> **What to work on**
Copy out every line of the rows that contains the word "cooktop".

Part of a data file
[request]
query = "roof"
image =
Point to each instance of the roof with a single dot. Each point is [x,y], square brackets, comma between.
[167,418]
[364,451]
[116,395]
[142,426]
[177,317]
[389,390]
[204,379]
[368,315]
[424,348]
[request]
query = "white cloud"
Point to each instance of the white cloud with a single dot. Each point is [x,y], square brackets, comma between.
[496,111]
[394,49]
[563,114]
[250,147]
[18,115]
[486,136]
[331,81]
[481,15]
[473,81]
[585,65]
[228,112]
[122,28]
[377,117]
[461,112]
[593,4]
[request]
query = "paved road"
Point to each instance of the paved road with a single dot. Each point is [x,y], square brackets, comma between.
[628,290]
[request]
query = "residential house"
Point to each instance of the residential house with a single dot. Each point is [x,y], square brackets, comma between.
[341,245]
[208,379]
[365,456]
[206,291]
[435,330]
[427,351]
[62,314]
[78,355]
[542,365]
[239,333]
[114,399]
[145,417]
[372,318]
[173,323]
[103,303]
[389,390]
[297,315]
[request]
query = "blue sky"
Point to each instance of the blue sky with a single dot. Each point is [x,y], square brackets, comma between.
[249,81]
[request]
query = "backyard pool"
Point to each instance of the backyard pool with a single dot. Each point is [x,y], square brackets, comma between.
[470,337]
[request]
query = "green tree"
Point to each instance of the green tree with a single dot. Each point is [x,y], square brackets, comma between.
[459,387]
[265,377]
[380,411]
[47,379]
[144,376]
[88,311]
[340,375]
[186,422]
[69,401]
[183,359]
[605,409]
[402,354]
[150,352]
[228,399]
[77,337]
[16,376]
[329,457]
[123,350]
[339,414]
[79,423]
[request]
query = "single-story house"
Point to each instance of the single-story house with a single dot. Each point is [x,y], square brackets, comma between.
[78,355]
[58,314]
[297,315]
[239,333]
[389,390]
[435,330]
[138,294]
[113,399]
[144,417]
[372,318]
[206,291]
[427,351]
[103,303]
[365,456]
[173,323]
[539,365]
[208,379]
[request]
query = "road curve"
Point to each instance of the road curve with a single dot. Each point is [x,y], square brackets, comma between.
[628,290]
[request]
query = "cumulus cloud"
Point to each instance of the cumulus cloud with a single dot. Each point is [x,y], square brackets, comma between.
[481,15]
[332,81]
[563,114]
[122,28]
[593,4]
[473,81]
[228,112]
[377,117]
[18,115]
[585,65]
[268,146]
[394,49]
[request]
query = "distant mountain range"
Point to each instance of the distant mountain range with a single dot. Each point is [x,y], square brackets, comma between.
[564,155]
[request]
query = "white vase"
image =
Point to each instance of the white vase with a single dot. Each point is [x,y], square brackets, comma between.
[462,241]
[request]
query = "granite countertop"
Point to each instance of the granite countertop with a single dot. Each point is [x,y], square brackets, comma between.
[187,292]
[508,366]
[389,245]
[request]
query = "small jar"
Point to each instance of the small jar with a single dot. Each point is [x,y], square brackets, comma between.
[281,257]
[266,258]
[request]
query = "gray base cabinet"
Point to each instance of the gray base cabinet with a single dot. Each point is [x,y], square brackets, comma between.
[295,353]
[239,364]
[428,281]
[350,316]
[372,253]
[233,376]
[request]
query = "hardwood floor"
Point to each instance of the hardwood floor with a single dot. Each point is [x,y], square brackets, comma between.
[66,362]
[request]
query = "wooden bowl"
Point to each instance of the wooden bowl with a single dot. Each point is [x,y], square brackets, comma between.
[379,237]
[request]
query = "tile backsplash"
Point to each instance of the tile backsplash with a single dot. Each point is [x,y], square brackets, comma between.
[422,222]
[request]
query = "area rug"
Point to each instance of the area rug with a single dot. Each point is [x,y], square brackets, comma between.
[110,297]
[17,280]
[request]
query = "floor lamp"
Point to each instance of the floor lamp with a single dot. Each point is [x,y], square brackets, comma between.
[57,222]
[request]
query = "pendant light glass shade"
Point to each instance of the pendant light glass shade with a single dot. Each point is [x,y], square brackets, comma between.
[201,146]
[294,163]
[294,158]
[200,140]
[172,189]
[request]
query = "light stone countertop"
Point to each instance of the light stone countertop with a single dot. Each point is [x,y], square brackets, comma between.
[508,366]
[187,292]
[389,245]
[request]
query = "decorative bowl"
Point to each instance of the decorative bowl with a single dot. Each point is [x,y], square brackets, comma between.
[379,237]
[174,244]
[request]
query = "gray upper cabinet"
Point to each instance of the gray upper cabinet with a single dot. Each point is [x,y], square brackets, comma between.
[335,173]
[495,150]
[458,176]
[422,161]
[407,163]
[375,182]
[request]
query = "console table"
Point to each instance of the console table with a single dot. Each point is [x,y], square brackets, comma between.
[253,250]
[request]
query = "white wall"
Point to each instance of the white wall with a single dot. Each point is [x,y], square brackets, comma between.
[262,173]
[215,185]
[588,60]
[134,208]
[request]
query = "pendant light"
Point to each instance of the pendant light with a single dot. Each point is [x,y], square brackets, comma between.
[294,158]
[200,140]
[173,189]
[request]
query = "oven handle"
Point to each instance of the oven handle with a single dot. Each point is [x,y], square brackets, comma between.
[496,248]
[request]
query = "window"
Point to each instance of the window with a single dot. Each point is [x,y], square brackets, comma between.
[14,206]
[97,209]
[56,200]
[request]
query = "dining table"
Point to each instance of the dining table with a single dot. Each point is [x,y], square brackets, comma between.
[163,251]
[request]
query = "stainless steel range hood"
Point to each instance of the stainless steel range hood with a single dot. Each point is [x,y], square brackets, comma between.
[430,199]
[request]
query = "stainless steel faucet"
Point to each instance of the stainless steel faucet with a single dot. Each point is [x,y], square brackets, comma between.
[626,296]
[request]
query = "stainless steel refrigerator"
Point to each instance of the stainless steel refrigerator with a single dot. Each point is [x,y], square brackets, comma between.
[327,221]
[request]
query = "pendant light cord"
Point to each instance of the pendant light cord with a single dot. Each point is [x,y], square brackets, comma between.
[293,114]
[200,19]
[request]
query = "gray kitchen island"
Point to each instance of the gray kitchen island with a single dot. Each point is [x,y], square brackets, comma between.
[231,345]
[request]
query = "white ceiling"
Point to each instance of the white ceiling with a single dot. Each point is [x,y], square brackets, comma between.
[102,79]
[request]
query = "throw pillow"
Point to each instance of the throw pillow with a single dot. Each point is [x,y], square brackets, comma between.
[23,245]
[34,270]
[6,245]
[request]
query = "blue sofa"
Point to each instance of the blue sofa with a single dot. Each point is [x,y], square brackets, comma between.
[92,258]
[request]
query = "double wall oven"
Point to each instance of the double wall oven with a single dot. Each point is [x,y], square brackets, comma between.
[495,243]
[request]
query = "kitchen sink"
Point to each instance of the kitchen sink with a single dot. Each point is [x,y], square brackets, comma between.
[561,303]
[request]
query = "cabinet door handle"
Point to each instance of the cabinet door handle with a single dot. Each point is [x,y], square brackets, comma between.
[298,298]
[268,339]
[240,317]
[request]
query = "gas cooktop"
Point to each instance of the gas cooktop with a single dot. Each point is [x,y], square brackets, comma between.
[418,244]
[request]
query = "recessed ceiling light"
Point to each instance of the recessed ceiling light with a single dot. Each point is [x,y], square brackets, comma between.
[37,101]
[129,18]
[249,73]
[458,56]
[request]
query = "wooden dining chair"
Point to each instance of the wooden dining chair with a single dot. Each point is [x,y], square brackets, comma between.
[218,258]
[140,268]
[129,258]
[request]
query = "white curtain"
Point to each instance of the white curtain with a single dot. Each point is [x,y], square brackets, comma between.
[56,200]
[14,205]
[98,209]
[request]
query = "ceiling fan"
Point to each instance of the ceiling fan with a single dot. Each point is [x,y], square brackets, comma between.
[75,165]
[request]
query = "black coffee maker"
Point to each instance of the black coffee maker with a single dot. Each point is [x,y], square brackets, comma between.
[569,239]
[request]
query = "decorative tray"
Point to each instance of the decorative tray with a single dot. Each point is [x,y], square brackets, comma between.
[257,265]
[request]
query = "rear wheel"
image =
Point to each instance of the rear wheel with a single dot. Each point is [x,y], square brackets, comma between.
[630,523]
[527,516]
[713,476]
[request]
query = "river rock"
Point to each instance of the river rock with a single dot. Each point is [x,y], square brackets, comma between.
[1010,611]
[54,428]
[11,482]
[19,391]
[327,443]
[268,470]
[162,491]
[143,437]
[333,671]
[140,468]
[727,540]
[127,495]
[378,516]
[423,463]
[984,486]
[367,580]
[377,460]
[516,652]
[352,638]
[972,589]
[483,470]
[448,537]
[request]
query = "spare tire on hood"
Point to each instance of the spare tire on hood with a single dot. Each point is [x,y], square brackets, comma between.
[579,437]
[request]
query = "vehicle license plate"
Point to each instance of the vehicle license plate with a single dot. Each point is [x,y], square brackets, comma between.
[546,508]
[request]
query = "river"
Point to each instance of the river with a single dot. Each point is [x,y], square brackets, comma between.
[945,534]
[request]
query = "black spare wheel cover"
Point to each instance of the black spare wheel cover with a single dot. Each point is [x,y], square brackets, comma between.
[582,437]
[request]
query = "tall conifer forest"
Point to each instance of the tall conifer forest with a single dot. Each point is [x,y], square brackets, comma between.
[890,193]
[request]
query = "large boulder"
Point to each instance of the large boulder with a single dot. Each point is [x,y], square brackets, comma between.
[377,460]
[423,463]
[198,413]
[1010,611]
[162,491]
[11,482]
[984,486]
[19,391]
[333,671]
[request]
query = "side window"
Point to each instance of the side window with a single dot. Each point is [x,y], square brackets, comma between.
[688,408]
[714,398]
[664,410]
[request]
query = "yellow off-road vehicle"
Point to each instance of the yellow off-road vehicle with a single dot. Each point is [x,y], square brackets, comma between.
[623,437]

> **Response for this exercise**
query = "gas cooktop"
Point to each instance of the gas cooktop with a single dot. Each point is [x,y], square brackets, comma between.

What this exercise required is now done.